### WRITTEN EXERCISE
Copy the rows below word for word, starting with the first row and continuing through the line that contains "80], [232, 85]]", including that line.

═════ THE RECORDS ═════

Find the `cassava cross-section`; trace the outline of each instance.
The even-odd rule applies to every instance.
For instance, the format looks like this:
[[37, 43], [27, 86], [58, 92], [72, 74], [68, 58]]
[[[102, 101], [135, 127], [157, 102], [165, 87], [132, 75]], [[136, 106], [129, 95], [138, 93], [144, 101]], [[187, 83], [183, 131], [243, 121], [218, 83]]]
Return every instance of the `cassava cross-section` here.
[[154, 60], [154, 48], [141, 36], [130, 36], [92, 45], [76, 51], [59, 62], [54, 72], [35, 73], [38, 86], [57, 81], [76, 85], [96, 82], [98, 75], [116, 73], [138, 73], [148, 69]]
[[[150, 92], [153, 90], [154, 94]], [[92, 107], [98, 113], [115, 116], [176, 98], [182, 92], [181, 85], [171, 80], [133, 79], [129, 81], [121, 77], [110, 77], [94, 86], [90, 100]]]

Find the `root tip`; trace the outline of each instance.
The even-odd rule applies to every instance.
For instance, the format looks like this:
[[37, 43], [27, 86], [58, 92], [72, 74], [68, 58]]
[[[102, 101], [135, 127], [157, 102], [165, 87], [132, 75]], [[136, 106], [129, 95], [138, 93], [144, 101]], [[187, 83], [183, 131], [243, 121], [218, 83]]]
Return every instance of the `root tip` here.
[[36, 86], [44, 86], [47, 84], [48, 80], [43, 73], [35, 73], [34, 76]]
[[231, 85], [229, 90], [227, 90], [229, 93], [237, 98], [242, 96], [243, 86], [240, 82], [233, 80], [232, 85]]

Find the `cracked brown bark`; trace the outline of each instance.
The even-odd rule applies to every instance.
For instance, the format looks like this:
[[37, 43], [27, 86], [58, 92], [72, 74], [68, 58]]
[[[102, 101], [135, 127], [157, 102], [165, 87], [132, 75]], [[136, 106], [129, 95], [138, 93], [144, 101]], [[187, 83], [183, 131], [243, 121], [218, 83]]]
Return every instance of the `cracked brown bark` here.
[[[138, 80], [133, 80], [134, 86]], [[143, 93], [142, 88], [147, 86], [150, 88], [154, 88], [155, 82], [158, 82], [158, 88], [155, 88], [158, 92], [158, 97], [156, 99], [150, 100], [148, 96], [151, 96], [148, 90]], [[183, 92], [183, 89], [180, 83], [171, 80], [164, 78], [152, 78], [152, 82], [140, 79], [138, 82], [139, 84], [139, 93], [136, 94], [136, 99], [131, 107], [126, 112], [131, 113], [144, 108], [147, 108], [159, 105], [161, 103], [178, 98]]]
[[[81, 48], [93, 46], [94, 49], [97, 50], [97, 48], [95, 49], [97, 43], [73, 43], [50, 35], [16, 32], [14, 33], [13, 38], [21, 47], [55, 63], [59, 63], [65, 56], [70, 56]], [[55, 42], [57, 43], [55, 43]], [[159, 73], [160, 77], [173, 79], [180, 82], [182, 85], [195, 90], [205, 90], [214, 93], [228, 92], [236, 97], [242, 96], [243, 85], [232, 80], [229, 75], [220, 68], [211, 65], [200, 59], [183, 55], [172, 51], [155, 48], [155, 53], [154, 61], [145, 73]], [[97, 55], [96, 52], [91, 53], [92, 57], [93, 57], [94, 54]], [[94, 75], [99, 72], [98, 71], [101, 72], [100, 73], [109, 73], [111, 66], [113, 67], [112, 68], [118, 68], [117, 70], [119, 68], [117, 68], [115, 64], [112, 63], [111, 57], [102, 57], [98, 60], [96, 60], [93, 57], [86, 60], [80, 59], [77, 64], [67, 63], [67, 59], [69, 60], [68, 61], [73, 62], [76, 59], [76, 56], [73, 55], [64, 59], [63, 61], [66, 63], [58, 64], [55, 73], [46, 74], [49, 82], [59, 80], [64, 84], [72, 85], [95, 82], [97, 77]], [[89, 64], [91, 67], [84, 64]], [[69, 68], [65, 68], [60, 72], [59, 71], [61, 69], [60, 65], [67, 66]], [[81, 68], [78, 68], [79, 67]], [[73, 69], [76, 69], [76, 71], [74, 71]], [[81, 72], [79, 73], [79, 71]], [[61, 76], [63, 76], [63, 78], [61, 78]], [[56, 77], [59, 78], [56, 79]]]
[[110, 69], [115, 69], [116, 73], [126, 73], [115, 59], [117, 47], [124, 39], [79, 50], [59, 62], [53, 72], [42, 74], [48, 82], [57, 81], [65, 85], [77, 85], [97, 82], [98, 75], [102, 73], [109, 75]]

═════

### FINISHED ANSWER
Find the `cassava cross-section`; trace the outline of each instance.
The even-odd rule applies to every instance.
For instance, the format looks like this:
[[37, 43], [27, 86], [58, 92], [72, 74], [68, 58]]
[[[102, 101], [135, 127], [157, 102], [165, 87], [132, 75]], [[136, 106], [129, 95], [138, 93], [144, 101]], [[187, 83], [183, 131], [243, 121], [218, 83]]]
Return every instance of the `cassava cross-section` here.
[[154, 60], [154, 48], [141, 36], [130, 36], [92, 45], [76, 51], [59, 62], [54, 72], [35, 73], [38, 86], [57, 81], [76, 85], [96, 82], [98, 75], [116, 73], [138, 73], [148, 69]]
[[[150, 92], [153, 90], [154, 94]], [[92, 107], [98, 113], [115, 116], [176, 98], [182, 92], [181, 85], [171, 80], [133, 79], [129, 81], [121, 77], [110, 77], [94, 86], [90, 100]]]

Find the `root tip`; trace the outline of each instance.
The even-odd rule applies to every instance.
For instance, the format looks like this:
[[37, 43], [27, 86], [58, 92], [72, 74], [68, 58]]
[[[102, 101], [135, 127], [157, 102], [165, 87], [132, 75]], [[136, 106], [129, 95], [138, 93], [144, 101]], [[187, 83], [183, 131], [243, 121], [218, 83]]]
Return every instance of the `root tip` here.
[[36, 86], [44, 86], [47, 84], [48, 80], [43, 73], [35, 73], [34, 76]]
[[231, 85], [229, 90], [227, 90], [229, 93], [237, 98], [242, 96], [243, 86], [240, 82], [233, 80], [232, 85]]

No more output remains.